> What this task involves: Pull every line that includes the word "bird" from the data.

*** Opening of Records for processing ***

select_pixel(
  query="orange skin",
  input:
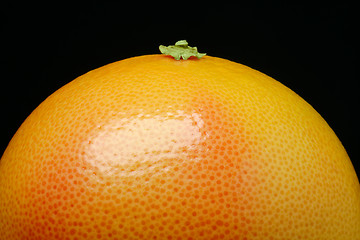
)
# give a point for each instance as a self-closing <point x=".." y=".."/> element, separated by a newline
<point x="154" y="148"/>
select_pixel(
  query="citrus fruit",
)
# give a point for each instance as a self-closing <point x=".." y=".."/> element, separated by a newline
<point x="156" y="148"/>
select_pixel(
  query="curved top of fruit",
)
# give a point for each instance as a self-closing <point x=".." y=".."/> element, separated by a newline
<point x="181" y="49"/>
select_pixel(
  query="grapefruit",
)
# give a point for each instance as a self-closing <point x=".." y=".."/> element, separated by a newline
<point x="156" y="148"/>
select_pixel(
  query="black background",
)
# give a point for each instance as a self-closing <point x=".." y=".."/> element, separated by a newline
<point x="309" y="48"/>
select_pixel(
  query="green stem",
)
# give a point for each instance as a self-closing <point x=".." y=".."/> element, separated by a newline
<point x="181" y="49"/>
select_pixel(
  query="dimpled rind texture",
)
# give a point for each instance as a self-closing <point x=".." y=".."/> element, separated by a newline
<point x="154" y="148"/>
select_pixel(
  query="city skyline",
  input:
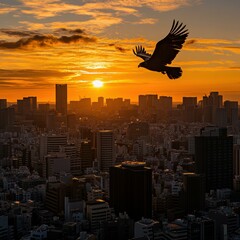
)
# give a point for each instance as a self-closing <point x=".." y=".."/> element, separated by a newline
<point x="42" y="43"/>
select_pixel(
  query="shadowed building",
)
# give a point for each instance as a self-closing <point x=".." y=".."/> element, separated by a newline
<point x="105" y="149"/>
<point x="131" y="189"/>
<point x="194" y="193"/>
<point x="214" y="158"/>
<point x="61" y="98"/>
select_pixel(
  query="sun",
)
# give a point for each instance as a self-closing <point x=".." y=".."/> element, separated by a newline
<point x="97" y="83"/>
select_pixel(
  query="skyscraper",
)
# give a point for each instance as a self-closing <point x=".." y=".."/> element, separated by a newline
<point x="51" y="144"/>
<point x="3" y="103"/>
<point x="105" y="149"/>
<point x="131" y="189"/>
<point x="194" y="192"/>
<point x="61" y="98"/>
<point x="214" y="157"/>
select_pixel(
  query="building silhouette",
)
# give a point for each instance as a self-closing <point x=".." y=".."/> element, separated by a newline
<point x="61" y="98"/>
<point x="3" y="103"/>
<point x="105" y="149"/>
<point x="131" y="189"/>
<point x="214" y="157"/>
<point x="194" y="192"/>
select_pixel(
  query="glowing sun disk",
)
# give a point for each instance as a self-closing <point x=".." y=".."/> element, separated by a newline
<point x="97" y="83"/>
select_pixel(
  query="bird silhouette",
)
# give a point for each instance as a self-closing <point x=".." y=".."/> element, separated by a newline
<point x="165" y="51"/>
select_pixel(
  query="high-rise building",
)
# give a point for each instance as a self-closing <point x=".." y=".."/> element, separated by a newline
<point x="3" y="103"/>
<point x="7" y="116"/>
<point x="105" y="149"/>
<point x="97" y="211"/>
<point x="231" y="111"/>
<point x="201" y="228"/>
<point x="194" y="193"/>
<point x="72" y="153"/>
<point x="55" y="163"/>
<point x="51" y="144"/>
<point x="131" y="189"/>
<point x="165" y="103"/>
<point x="214" y="157"/>
<point x="148" y="103"/>
<point x="210" y="104"/>
<point x="137" y="129"/>
<point x="100" y="102"/>
<point x="236" y="159"/>
<point x="147" y="228"/>
<point x="86" y="155"/>
<point x="189" y="102"/>
<point x="61" y="98"/>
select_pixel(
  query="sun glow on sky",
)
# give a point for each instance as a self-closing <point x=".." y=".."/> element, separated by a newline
<point x="86" y="44"/>
<point x="97" y="83"/>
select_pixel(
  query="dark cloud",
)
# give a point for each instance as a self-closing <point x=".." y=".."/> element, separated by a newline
<point x="190" y="42"/>
<point x="45" y="41"/>
<point x="11" y="32"/>
<point x="235" y="68"/>
<point x="121" y="49"/>
<point x="70" y="31"/>
<point x="29" y="74"/>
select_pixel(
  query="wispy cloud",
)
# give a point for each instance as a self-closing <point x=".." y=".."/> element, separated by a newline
<point x="4" y="8"/>
<point x="45" y="41"/>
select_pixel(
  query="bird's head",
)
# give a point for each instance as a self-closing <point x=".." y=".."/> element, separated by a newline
<point x="142" y="64"/>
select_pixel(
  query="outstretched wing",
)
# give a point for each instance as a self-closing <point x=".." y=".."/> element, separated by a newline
<point x="167" y="49"/>
<point x="141" y="52"/>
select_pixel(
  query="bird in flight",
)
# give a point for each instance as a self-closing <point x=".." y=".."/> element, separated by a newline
<point x="165" y="51"/>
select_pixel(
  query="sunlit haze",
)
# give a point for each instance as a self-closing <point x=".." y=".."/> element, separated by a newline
<point x="43" y="43"/>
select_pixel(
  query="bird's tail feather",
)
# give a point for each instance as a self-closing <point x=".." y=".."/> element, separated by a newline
<point x="174" y="72"/>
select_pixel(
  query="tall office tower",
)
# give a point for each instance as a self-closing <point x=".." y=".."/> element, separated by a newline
<point x="51" y="144"/>
<point x="147" y="228"/>
<point x="100" y="102"/>
<point x="61" y="98"/>
<point x="72" y="153"/>
<point x="105" y="149"/>
<point x="201" y="228"/>
<point x="55" y="163"/>
<point x="236" y="159"/>
<point x="32" y="102"/>
<point x="137" y="130"/>
<point x="165" y="103"/>
<point x="86" y="155"/>
<point x="214" y="157"/>
<point x="131" y="189"/>
<point x="210" y="105"/>
<point x="27" y="105"/>
<point x="3" y="103"/>
<point x="97" y="211"/>
<point x="148" y="103"/>
<point x="189" y="102"/>
<point x="142" y="103"/>
<point x="221" y="117"/>
<point x="232" y="111"/>
<point x="194" y="192"/>
<point x="44" y="107"/>
<point x="7" y="116"/>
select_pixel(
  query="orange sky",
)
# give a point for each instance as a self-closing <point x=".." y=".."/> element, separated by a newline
<point x="64" y="42"/>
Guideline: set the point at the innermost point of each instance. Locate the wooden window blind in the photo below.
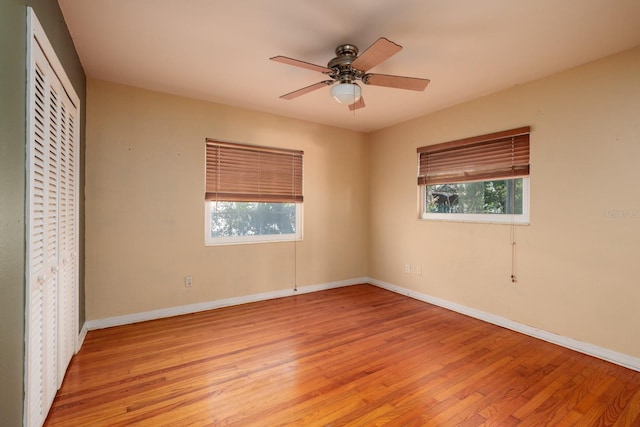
(479, 158)
(249, 173)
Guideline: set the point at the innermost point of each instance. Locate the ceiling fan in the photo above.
(347, 68)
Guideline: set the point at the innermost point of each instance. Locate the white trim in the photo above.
(81, 336)
(210, 305)
(580, 346)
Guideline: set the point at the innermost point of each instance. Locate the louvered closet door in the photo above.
(52, 245)
(43, 224)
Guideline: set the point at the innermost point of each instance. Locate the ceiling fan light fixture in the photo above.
(346, 93)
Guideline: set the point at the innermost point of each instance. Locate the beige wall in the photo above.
(145, 208)
(578, 262)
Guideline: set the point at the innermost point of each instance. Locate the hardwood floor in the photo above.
(357, 355)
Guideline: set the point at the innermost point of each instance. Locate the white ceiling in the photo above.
(219, 50)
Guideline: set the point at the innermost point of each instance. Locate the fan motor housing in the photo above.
(346, 54)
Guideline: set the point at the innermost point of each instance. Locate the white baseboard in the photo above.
(580, 346)
(210, 305)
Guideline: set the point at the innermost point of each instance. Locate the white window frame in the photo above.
(481, 218)
(261, 238)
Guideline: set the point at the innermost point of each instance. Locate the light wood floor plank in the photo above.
(357, 356)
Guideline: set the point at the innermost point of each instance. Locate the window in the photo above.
(481, 179)
(253, 193)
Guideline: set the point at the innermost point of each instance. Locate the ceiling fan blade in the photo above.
(379, 51)
(398, 82)
(302, 64)
(357, 105)
(297, 93)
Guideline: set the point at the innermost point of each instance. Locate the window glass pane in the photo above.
(485, 197)
(230, 219)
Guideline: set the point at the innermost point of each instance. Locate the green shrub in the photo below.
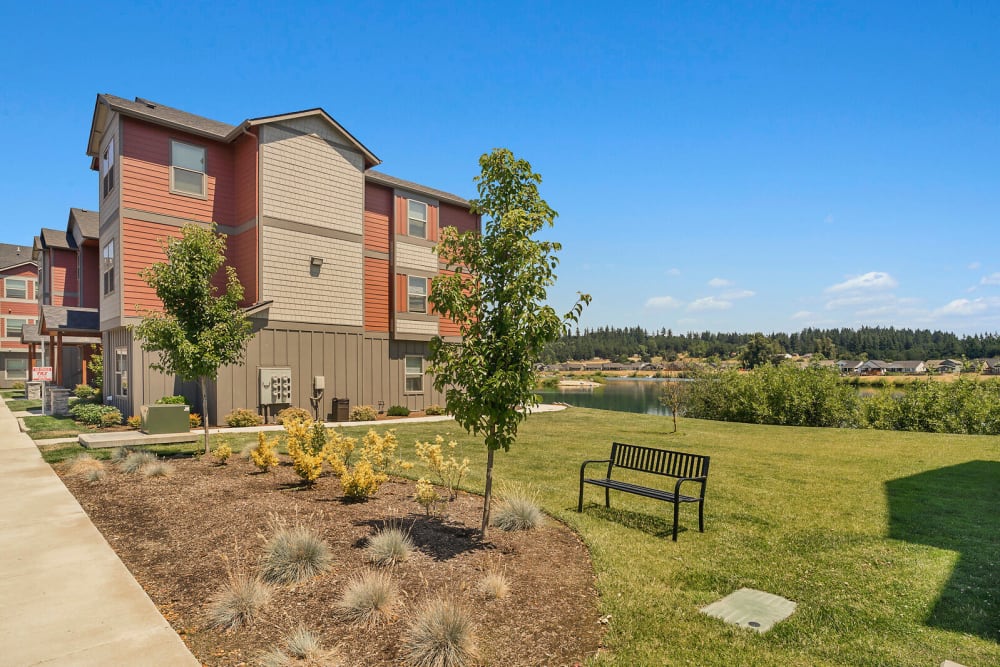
(363, 413)
(441, 635)
(368, 598)
(389, 546)
(294, 554)
(242, 417)
(84, 392)
(239, 603)
(290, 414)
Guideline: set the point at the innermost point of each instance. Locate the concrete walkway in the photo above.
(65, 597)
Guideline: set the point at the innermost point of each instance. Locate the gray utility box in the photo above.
(158, 419)
(275, 386)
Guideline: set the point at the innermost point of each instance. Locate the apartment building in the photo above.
(335, 258)
(19, 278)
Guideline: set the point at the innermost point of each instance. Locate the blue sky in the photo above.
(738, 167)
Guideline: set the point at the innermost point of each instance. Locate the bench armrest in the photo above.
(586, 463)
(701, 480)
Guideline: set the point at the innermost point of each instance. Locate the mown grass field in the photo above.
(886, 540)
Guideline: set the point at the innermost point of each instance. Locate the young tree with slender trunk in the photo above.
(496, 297)
(201, 328)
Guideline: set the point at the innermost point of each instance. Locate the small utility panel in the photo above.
(275, 386)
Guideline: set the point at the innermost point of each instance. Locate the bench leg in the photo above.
(677, 508)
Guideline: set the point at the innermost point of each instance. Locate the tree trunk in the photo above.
(487, 499)
(204, 412)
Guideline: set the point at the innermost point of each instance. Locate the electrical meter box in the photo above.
(275, 386)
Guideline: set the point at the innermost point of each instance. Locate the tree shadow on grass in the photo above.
(956, 508)
(439, 539)
(656, 526)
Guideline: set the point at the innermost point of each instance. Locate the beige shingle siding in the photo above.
(307, 179)
(409, 256)
(332, 297)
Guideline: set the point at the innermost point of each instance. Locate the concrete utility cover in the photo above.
(751, 609)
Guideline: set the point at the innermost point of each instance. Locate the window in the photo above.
(187, 169)
(416, 294)
(416, 219)
(14, 327)
(16, 369)
(121, 371)
(108, 267)
(108, 169)
(414, 374)
(15, 288)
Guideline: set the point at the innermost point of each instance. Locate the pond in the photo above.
(621, 395)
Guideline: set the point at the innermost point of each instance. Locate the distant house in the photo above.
(849, 365)
(906, 367)
(873, 367)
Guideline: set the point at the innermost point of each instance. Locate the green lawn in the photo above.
(887, 541)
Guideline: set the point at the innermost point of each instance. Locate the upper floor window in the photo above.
(416, 293)
(416, 219)
(108, 267)
(108, 169)
(15, 288)
(187, 169)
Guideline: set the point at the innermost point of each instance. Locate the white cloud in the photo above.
(963, 307)
(710, 303)
(662, 302)
(870, 280)
(992, 279)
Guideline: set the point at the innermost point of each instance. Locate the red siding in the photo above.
(456, 216)
(378, 211)
(90, 290)
(146, 175)
(245, 178)
(377, 303)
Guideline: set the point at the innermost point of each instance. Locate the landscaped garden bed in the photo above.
(182, 534)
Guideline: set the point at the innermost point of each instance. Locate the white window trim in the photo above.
(410, 219)
(407, 375)
(410, 294)
(204, 174)
(16, 298)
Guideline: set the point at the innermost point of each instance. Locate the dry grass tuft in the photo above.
(369, 598)
(441, 635)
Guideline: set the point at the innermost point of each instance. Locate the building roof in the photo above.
(69, 319)
(89, 222)
(14, 255)
(55, 238)
(393, 182)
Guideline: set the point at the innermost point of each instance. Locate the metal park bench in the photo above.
(677, 465)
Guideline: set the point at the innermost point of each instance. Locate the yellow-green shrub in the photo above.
(449, 471)
(264, 455)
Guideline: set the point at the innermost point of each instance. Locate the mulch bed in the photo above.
(180, 535)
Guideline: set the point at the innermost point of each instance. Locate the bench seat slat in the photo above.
(641, 490)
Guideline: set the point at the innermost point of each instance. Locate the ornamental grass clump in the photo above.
(389, 546)
(517, 510)
(135, 461)
(441, 635)
(369, 599)
(293, 554)
(239, 603)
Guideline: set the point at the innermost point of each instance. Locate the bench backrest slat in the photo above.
(657, 461)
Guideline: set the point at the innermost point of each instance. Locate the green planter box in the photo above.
(158, 419)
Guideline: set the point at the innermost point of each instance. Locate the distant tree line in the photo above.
(885, 343)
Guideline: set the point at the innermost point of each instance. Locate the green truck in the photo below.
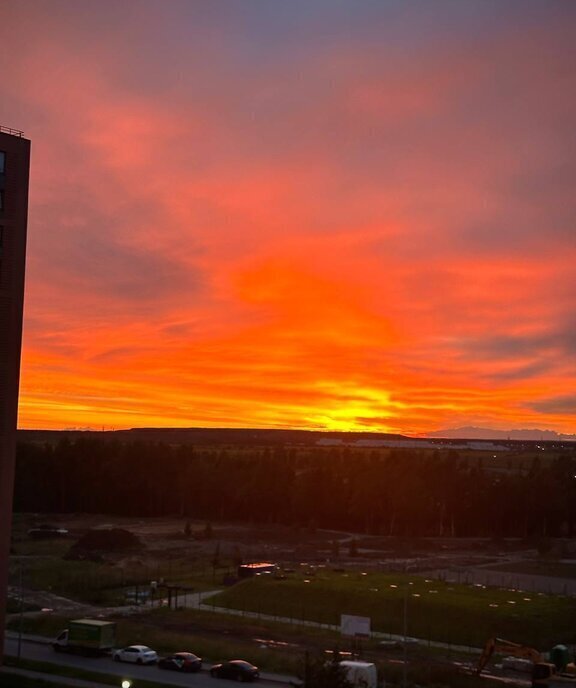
(89, 637)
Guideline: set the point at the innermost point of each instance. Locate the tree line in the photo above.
(399, 492)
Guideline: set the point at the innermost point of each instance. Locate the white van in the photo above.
(361, 674)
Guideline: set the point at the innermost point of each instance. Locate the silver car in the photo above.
(137, 654)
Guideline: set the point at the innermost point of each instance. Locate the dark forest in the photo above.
(398, 492)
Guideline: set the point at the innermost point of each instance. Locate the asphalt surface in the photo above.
(39, 650)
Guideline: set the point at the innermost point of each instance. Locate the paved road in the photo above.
(44, 653)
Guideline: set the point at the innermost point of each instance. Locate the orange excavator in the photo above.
(506, 647)
(544, 674)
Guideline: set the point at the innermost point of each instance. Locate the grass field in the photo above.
(457, 614)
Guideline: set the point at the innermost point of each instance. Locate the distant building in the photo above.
(14, 174)
(249, 570)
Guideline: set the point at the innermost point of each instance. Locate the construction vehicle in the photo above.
(544, 674)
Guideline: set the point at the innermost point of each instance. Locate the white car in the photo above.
(138, 654)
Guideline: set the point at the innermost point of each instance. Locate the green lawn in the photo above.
(458, 614)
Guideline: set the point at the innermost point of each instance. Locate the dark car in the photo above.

*** Close of Records for processing ***

> Written response:
  query="bird silhouette",
  query="bird's head",
  query="bird in flight",
  query="bird's tail feather",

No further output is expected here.